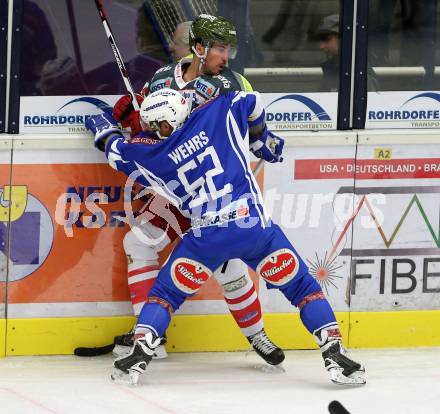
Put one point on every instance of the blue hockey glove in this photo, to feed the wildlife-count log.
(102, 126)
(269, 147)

--

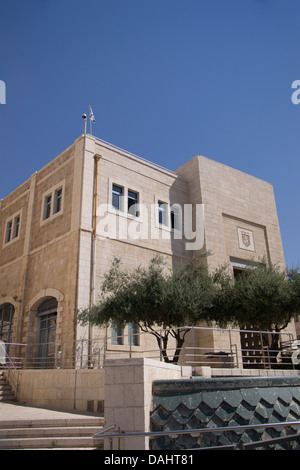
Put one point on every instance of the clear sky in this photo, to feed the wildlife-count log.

* * *

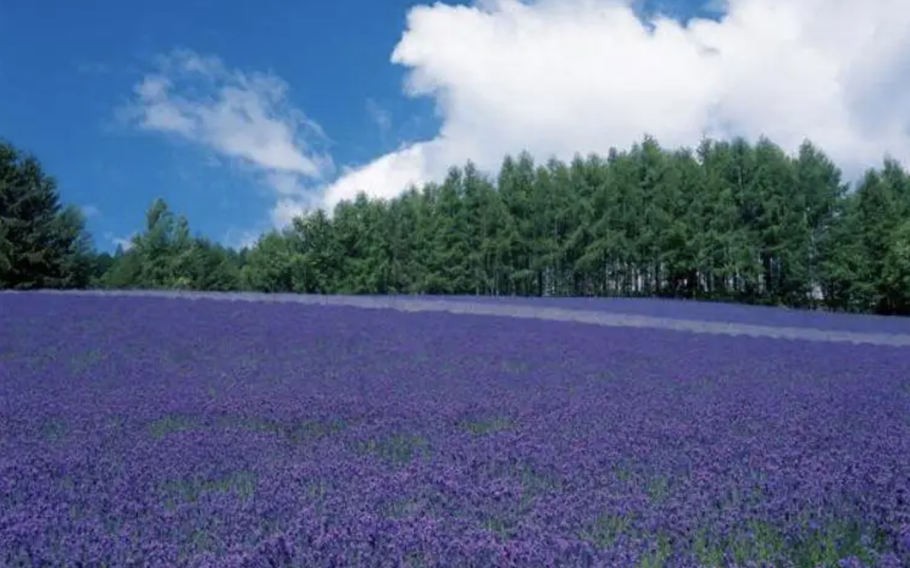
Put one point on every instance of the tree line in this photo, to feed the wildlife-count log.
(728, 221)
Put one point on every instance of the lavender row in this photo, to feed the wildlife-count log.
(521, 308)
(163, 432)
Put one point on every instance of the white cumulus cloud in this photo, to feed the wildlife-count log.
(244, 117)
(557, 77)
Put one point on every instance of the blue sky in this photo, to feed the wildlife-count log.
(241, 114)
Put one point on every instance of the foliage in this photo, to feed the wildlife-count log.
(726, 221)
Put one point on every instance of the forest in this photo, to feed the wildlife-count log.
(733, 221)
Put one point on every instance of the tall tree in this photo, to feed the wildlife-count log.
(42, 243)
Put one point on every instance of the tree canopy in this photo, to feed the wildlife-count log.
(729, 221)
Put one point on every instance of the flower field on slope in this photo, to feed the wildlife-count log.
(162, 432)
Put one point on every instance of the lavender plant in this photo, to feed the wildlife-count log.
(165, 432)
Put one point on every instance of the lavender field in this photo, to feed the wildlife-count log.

*AIM OF THE EXERCISE:*
Once you find the line with "Put one point on every instance of the foliage" in the entries above, output it and each line after it up to and including the line with "Put one point on every instance of the lavender field", and nothing else.

*ANSWER BELOW:*
Put one point on every instance of the foliage in this photo, to feed the wildlife-count log.
(726, 221)
Put one point on every instance of the forest in this photo, to feed the wildlife-count log.
(733, 221)
Put one point on every instance of the tall tree in this photo, to feed the wildlife-count log.
(42, 243)
Put one point on every instance of the tree canopy in this photo, to feed the wildlife-count log.
(729, 221)
Put one point on every instance of the flower field on slope in this photo, to feed the wildlife-count log.
(162, 432)
Put one point on every instance of the lavender plant in this photo, to feed the wildlife-count log.
(165, 432)
Put one point on every instance of the lavender field in this photo, to feed the wildlife-count log.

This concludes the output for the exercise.